◆ Kaynak Metin ◆
==================================================

ATK’nin Aysel Tuğluk için verdiği raporun siyasi olduğunun altını çizen kadın örgütü temsilcileri, insan hakları savunucuları, gazeteci ve sanatçılar, ATK’nin kararın siyasi olduğunu belirterek, mücadeleyi yükseltme çağrısında bulundu
Adalet Bakanlığı’na bağlı Adli Tıp Kurumu (ATK) Kürt siyasetçi ve ağır hasta tutuklu Aysel Tuğluk için geçtiğimiz günlerde bir kez daha cezaevinde kalması için rapor verdi. İlgili raporda birçok çelişki bulunurken, Tuğluk’un 11 aydır teşhisi konulan demans hastalığı ile mücadelesi de var olan tıbbi bulgu ve tedavi raporlarına rağmen görmezden gelindi ve ceza sorumluluğu değerlendirmesi yapıldı. Tuğluk’un günden güne ilerleyen ve cezaevi koşullarında tedavisi mümkün olmayan hastalığının göz önünde bulundurularak infazının ertelenmesi için kampanya başlatan kadın örgütleri, gazeteciler, akademisyenler, aydınlar, hak savunucuları ve sanatçılar ise ATK’nin raporuna büyük bir tepki gösterdi.
Nur Sürer: Karar tamamen siyasi
Jinnews’ten Marta Sömek ve Nişmiye Güler’e konuşan kadınlar, ATK raporunun siyasi bir karar sonucu verildiğinin altını çizerken, bu anlamda mücadelenin süreceği ve daha da büyütüleceğinin de mesajını verdi. ATK’nin kararını doğru bulmadığını dile getiren oyuncu Nur Sürer, “Aysel Tuğluk HDP’li olduğu için bu karar tamamen siyasi bir karar” dedi. Cezaevindeki tüm hasta tutukluların serbest bırakılması çağrısında bulunan Nur Sürer, “87 yaşındaki adamı içeriye alıyorlar ve ölmesini bekliyorlar. Son bir haftada kaçıncı oldu, uzun yıllardır yatan 85 yaşında mahkumlar var, onların da tahliye edilmesi gerek” dedi.
Niye cezaevinde tutuluyor?

==================================================

◆ Verilen Satırlar ◆
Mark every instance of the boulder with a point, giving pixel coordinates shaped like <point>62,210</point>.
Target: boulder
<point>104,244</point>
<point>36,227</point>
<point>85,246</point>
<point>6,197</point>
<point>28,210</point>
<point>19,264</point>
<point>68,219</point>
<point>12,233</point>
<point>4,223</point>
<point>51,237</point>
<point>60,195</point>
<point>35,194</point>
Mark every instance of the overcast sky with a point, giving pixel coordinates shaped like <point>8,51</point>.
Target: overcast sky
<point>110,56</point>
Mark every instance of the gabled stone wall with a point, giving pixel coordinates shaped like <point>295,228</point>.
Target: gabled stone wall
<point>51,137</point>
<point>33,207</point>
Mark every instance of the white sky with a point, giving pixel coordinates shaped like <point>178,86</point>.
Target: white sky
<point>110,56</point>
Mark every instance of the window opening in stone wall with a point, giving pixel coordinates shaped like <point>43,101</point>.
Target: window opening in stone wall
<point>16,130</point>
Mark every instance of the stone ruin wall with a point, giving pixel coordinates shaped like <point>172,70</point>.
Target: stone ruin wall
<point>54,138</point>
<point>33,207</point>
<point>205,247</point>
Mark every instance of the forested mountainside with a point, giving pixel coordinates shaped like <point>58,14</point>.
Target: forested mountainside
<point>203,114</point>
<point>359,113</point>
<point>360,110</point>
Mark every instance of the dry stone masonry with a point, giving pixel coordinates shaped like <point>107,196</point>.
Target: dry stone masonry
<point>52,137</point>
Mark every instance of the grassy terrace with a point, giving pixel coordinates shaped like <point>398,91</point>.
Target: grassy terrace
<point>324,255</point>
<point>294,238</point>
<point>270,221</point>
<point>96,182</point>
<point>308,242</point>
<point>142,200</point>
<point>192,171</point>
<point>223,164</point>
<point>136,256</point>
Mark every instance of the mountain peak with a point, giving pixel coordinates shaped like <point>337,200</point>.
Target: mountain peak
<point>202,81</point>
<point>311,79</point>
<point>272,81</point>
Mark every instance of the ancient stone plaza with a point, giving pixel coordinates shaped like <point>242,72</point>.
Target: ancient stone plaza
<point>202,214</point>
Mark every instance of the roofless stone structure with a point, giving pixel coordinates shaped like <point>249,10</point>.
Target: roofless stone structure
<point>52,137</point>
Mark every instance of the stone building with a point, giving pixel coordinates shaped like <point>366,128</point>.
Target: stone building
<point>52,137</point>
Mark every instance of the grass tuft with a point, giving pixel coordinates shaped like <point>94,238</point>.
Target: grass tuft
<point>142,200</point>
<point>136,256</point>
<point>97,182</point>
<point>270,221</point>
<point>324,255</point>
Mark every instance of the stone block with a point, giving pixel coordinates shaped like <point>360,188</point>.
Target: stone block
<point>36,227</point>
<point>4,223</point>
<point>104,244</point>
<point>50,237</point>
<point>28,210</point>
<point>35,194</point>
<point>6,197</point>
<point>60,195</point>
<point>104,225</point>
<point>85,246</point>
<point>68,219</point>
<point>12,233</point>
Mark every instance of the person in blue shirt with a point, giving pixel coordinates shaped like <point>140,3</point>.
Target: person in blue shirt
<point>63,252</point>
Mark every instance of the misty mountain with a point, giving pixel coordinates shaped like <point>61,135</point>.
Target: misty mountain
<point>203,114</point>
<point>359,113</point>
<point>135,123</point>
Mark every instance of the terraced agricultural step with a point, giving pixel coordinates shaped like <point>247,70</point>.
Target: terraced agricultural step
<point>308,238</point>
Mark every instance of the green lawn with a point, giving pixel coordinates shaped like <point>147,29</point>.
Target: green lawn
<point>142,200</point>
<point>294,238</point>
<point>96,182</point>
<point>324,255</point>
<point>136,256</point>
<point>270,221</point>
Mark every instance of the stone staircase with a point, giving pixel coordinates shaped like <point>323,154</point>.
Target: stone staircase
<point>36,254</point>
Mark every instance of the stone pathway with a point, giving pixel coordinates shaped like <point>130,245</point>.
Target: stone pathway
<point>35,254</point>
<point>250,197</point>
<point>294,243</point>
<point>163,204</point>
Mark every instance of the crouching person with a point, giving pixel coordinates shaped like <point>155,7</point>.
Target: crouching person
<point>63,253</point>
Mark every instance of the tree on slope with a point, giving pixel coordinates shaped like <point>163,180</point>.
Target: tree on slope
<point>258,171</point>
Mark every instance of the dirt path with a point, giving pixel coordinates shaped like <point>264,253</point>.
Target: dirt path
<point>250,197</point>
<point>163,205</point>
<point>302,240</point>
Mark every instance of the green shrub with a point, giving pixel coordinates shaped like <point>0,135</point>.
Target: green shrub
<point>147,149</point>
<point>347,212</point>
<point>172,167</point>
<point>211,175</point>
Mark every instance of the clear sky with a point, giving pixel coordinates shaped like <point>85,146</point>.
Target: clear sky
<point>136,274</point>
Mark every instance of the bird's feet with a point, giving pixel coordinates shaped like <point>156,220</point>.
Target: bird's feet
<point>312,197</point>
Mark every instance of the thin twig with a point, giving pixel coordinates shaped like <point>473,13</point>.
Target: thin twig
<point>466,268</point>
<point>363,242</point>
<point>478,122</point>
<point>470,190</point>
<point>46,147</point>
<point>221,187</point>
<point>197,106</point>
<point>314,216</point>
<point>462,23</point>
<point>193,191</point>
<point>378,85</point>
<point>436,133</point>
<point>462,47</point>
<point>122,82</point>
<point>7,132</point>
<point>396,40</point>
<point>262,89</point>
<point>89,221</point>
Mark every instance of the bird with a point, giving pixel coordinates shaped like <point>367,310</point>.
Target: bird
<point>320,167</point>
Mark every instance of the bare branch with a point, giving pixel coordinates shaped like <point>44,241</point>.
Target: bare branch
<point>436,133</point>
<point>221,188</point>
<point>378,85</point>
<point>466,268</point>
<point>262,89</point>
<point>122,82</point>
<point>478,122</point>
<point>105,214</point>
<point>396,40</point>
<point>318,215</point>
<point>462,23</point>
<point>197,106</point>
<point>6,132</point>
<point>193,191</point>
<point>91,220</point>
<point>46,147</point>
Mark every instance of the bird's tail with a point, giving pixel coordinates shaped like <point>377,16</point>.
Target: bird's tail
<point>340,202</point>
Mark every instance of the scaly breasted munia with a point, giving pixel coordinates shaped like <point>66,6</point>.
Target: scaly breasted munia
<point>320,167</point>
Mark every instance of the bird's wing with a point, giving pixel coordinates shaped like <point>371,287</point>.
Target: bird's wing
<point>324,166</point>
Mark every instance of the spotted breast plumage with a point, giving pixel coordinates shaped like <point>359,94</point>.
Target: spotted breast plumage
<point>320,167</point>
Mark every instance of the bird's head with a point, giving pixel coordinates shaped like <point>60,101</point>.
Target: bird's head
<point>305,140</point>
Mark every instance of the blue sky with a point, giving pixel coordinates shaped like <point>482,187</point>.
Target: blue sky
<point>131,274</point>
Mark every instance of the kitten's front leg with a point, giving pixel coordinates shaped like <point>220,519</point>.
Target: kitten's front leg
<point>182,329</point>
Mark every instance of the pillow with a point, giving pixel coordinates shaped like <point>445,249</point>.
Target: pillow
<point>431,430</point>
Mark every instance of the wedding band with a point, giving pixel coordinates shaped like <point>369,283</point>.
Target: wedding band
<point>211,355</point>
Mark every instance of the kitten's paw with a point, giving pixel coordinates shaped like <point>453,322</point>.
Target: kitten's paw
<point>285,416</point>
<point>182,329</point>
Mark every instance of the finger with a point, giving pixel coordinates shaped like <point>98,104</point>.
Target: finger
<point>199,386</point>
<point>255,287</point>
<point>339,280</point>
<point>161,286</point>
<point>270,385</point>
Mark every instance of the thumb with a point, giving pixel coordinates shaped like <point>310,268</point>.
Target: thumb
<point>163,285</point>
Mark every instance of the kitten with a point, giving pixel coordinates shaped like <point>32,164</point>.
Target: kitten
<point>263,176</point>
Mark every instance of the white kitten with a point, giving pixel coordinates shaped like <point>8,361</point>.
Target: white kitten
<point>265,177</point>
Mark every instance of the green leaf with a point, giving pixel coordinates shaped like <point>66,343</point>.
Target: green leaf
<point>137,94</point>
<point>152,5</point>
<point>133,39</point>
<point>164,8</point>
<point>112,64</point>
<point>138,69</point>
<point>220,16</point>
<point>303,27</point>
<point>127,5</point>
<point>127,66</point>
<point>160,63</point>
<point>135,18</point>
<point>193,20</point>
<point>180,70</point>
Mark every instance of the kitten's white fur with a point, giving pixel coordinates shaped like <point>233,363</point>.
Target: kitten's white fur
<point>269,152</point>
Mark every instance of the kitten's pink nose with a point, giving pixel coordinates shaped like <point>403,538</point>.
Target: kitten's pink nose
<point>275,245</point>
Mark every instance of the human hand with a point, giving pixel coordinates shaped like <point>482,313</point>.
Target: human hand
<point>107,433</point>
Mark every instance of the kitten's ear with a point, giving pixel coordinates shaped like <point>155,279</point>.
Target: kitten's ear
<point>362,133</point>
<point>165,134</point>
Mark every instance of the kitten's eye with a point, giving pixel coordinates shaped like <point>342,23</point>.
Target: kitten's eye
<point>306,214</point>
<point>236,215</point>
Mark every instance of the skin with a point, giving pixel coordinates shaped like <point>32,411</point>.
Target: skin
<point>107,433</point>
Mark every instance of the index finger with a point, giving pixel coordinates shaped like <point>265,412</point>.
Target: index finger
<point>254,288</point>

==================================================

◆ Alıştırma Görevleri ◆
a) Aysel Tuğluk hakkındaki haberde Nur Sürer, ATK kararının neden tamamen siyasi olduğunu söylüyor?
b) Aysel Tuğluk hakkındaki haberi bittiği yerden genişletin.
Satırlar, metinden ayrı bir malzemedir.

◆ Görevlerin Yanıtları ◆
a) Aysel Tuğluk HDP'li olduğu için.

b)
Tuğluk’un haksız yere cezaevinde tutulduğunu kaydeden Nur Sürer, “Aysel Tuğluk’un ne için yattığı bile muamma, Aysel HDP içindeki en özel insanlardan biri. Tüm mahkumlar için aynı bu durum ama Aysel Tuğluk gerçekten değişik bir kadın ve neden içeride olduğunu bir türlü kavrayamamışımdır. Nasıl bir suç yöneltiyorlar kendisine” diyerek, Tuğluk’un sağlık sorunlarından ötürü bir an önce serbest bırakılması gerektiğinin de altını çizdi.
Alin Ozinian: Rapor gerçekleri örtmek için hazırlanmış
Artı Gerçek Yayın Koordinatörü Alin Ozinian da, “ATK’nin verdiği karar, bir kez daha Türkiye’de adil olması gereken mekanizmaların adaletten çok uzak ve siyasi bir baskı ile faaliyette bulunduklarını gözler önüne sürüyor” sözleriyle tepki gösterdi. ATK’nin gerçeği siyasetle örtmeye çalıştığını vurgulayan Ozinian, “HDP ve Kürt düşmanlığı çok acımasız bir şekilde yine gözümüze sokuluyor, bunu kabullenmemiz isteniyor. Karar özünde ne kadar dolandırsa ve denese de, ‘Aysel Tuğluk cezaevinde kalabilir’ diyemiyor. Raporu detaylı okunduğumuzda, gerçeği siyasetle örtmeye çalışan ATK’nin bile olup biteni ve Tuğluk’un gerçek durumunu gizleyemediğini görüyoruz” diye konuştu.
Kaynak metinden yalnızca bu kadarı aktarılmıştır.